▶ The exercise:
Please lay out everything from the start of the listing down to and including the line containing "556, 218, 770, 356" as a JSON list of strings, one string per line, leaving out blank lines.

▶ Exercise material:
+++
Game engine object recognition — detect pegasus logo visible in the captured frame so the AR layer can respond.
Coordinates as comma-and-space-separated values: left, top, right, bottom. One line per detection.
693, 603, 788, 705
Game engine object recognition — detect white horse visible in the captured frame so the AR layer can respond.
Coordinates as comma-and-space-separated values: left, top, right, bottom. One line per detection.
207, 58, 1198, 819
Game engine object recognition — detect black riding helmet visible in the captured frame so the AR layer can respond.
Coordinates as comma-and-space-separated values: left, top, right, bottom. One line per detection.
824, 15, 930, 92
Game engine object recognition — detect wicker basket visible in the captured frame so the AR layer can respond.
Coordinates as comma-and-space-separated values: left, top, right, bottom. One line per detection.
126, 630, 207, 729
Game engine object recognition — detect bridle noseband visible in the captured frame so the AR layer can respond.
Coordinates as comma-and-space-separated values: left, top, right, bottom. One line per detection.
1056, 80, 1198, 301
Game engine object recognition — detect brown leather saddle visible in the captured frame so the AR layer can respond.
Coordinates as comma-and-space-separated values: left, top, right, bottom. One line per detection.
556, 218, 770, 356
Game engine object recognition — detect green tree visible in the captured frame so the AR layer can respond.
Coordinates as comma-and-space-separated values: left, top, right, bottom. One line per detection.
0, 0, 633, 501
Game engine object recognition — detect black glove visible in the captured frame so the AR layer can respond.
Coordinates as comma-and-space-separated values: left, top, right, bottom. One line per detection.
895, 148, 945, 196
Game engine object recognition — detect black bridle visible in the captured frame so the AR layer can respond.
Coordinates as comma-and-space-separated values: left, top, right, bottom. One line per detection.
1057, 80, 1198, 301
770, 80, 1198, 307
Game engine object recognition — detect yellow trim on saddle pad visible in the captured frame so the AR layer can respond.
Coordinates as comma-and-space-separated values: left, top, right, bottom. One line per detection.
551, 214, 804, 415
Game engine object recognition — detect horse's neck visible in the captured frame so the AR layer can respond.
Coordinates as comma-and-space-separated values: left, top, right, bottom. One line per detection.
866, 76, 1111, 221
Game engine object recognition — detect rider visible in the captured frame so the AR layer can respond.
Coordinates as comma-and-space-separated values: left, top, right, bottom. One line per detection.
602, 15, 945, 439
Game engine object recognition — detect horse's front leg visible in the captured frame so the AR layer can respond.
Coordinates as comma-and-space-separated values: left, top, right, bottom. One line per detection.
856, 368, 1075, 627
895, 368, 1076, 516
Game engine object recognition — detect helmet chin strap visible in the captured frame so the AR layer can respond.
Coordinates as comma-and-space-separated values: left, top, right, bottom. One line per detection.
+++
▶ Exercise response:
[
  "Game engine object recognition — detect pegasus logo visible in the captured frame so the AR layer can respond.",
  "Coordinates as comma-and-space-separated values: left, top, right, bottom. One line per detection.",
  "693, 603, 788, 705",
  "Game engine object recognition — detect white horse visible in the captured frame so the AR layer can respond.",
  "Coordinates as comma-and-space-separated values: left, top, right, bottom. One line per detection.",
  "207, 58, 1198, 819",
  "Game engine object recognition — detect black riding helmet visible in the captured frame so the AR layer can respond.",
  "Coordinates as comma-and-space-separated values: left, top, right, bottom. One line per detection.",
  "824, 15, 930, 92",
  "Game engine object recognition — detect wicker basket visible in the captured frame so the AR layer can respond.",
  "Coordinates as comma-and-space-separated values: left, top, right, bottom. One line per detection.",
  "126, 630, 207, 729",
  "Game engine object recognition — detect bridle noseband visible in the captured frame so the AR layer can respond.",
  "Coordinates as comma-and-space-separated values: left, top, right, bottom. One line per detection.",
  "1056, 80, 1198, 301",
  "Game engine object recognition — detect brown leather saddle visible in the captured frame so the AR layer can respond.",
  "Coordinates as comma-and-space-separated values: left, top, right, bottom. One line per detection.",
  "556, 218, 770, 356"
]